## begin TEXT BLOCK
Chill Out with Home Made Winter
San Diego's tourism folks have spent a lot of time and money cultivating an anti-winter mentality for the region. We're the place you folks in the frozen hinterlands come in January and February for respite. So, back in October when I received the book Home Made Winter by Yvette van Boven ($35/Stewart, Tabori & Chang) and we were having a bit of a last-ditch heat wave, I had a hard time seeing the relevance. van Boven, a recipe writer, food stylist, culinary editor, and illustrator, is Dutch and grew up in Ireland, so naturally much of the emphasis in this book is on dishes that anyone in northern Europe would thrive on as fall segues into harsh winter. But I wasn't looking for warmth. I live it.
Then December hit and the temperatures had a freakish drop--for us. Frost warnings, highs in the upper 40s, brisk winds. Rain. We were cold. And, even now as January melds into February, the weather continues to chill and the heat in my house is still on. So I've found myself more than in the mood for some home made winter.
van Boven's cookbook follows her previous book Home Made. It's wonderfully quirky, filled with stories about her Irish and Dutch heritage, her time in France, and celebrating winter holidays. Some of the recipes appear in your standard rendition; others, like her Quince Jam with Star Anise & Cardamon, are casual illustrations, replete with arrows, little warnings, underlined emphases, and, of course, sweet drawings. There are recipes printed on brown paper and others have the typeface running alongside the side of a building. Combined with the lavish photography, mostly by her husband Oof Verschuren, that melds food porn with inviting travelogue, you truly are transported into a dreamy old world tableau. Certainly not bright and tidy suburban San Diego.
## end TEXT BLOCK
## begin GIVEN MATERIAL
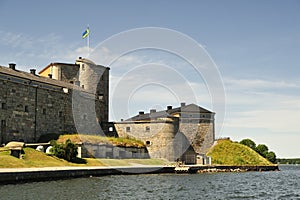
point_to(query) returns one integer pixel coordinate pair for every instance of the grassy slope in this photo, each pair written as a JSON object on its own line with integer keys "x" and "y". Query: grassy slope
{"x": 93, "y": 139}
{"x": 226, "y": 152}
{"x": 35, "y": 158}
## end GIVEN MATERIAL
◆ WHAT TO WORK ON:
1. In the Home Made Winter review, why did the writer at first have trouble seeing how the book was relevant? Answer in one to three sentences.
2. Retype the passage from the Home Made Winter review starting at "Then December hit" and ending at "home made winter.".

◆ ANSWERS FOR THIS EXERCISE:
1. The book arrived in October, when San Diego was having a last-ditch heat wave. The writer lives in a warm place and wasn't looking for warmth, while the book focuses on dishes for the harsh winters of northern Europe.

2.
Then December hit and the temperatures had a freakish drop--for us. Frost warnings, highs in the upper 40s, brisk winds. Rain. We were cold. And, even now as January melds into February, the weather continues to chill and the heat in my house is still on. So I've found myself more than in the mood for some home made winter.